#### QUOTED PASSAGE
◆ ◆ ◆ ◆

# KNOCKOFF CHIPS



## djdvl666 (Jan 16, 2007)

WHERE IS A GOOD PLACE TO FIND CHIPS, PLASTIC OR METAL. GOT MY WIRES AND THE KNOCKOFFS HAVE INSERT SPOT AND THE CHROME IS ALL SCUFFED WERE THE CHIP GOS. UGLY......... CHEVY CHIPS WOULD BE NICE. :angry:


----------



## MINT'Z (Jul 14, 2004)

who got some caddy chips


----------



## OldDirty (Sep 13, 2002)

Hit up BowtieConnection on here or maybe Homeboyz has some also.


----------



## vazquejs (Oct 23, 2005)

What diamter chips? what color are you looking for? And for what type of knock off (i.e. Zenith, Dayton, or china copies)?


----------



## djdvl666 (Jan 16, 2007)

THEY ARE FOR SOME CHINAS. I WOULD ALMOST PREFER CHROME IF THEY MAKE THEM. MY WHEELS ARE GOLD BACKS WITH CHROME HEX CAPS AND MY TRUCK IS A SANDSTONE SILVER. SO CHROME, GREY, YELLOW, OR WHITE, BLACK. :dunno:


----------



## ROCK OUT (Jan 7, 2006)

need some black eagles anyone?!?!?!?


----------



## big_blackford (Aug 18, 2007)

How much for the eagles?


----------



## Real Hydraulics106 (Aug 26, 2007)

wire wheels adapter $20.00 ea

knock off's $20.00ea

hammer, hex wnech $20.00ea


----------



## MR.LAC (Feb 1, 2006)

> _Originally posted by djdvl666_@Aug 7 2007, 10:29 AM~8493676
> *WHERE IS A GOOD PLACE TO FIND CHIPS, PLASTIC OR METAL.  GOT MY WIRES AND THE KNOCKOFFS HAVE INSERT SPOT AND THE CHROME IS ALL SCUFFED WERE THE CHIP GOS.  UGLY......... CHEVY CHIPS WOULD BE NICE. :angry:
> *


i have some brand new dayton eagles and some flags plastics emblems.....pm/me if any one is interested.


----------



## Envious Touch (Oct 14, 2003)

> _Originally posted by bounceNbuick_@Aug 7 2007, 01:11 PM~8494128
> *who got some caddy chips
> *


I have them in Gold right now...


----------



## Envious Touch (Oct 14, 2003)

> _Originally posted by djdvl666_@Aug 7 2007, 12:29 PM~8493676
> *WHERE IS A GOOD PLACE TO FIND CHIPS, PLASTIC OR METAL.  GOT MY WIRES AND THE KNOCKOFFS HAVE INSERT SPOT AND THE CHROME IS ALL SCUFFED WERE THE CHIP GOS.  UGLY......... CHEVY CHIPS WOULD BE NICE. :angry:
> *


I got your chevy chips in chrome and gold... :thumbsup:


----------



## djdvl666 (Jan 16, 2007)

> _Originally posted by Envious Touch_@Aug 29 2007, 07:15 PM~8672990
> *I got your chevy chips in chrome and gold... :thumbsup:
> *


got pics??

would like to see both cuz i have gold backs but right now im using chrome hex caps so i would like to see how the gold matches or to just get chrome.

◆ ◆ ◆ ◆

#### RECORDED DATA
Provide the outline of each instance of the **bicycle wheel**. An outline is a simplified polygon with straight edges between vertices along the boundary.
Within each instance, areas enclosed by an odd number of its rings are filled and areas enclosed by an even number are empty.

◆ ◆ ◆ ◆

#### PROBLEMS TO WORK ON
**A)** In the knockoff chips thread, take the part that opens with the words containing "THEY ARE FOR" and closes with "(Jan 7, 2006)", and substitute "MIDNIGHT BLUE" for "SANDSTONE SILVER".
**B)** In the knockoff chips thread, what color does Envious Touch have the caddy chips in?
**C)** Could you carry the knockoff chips thread forward from its last post?
This data has nothing to do with the knockoff chips thread.

#### RESPONSE LIST
**A)**
THEY ARE FOR SOME CHINAS. I WOULD ALMOST PREFER CHROME IF THEY MAKE THEM. MY WHEELS ARE GOLD BACKS WITH CHROME HEX CAPS AND MY TRUCK IS A MIDNIGHT BLUE. SO CHROME, GREY, YELLOW, OR WHITE, BLACK. :dunno:


----------



## ROCK OUT (Jan 7, 2006)

**B)** Gold.

**C)**
price??

do they fit chinas or OG wires. i know their the same but some people get touchy bout that


----------



## Envious Touch (Oct 14, 2003)

> _Originally posted by djdvl666_@Aug 29 2007, 06:58 PM~8673275
> *got pics??
> 
> would like to see both cuz i have gold backs but right now im using chrome hex caps so i would like to see how the gold matches or to just get chrome.
> ...


_*Here's some pics of the coins we carry...*_ :biggrin: 



















_*We're currently out of chrome Cadillac coins...*_


----------



## VEGAS BLVD™ (Jan 2, 2004)

> _Originally posted by Envious Touch_@Aug 29 2007, 09:58 PM~8675545
> *Here's some pics of the coins we carry...  :biggrin:
> 
> 
> ...


When will you have the chrome Cadillac one's in stock again and how much is a set shipped?


----------



## Envious Touch (Oct 14, 2003)

_*They fit dayton, chinas, and OG Wire...*_




























*Prices are as follows:
Chrome Coins $65.00 set
Gold Coins $70.00 set* :thumbsup:


----------



## Envious Touch (Oct 14, 2003)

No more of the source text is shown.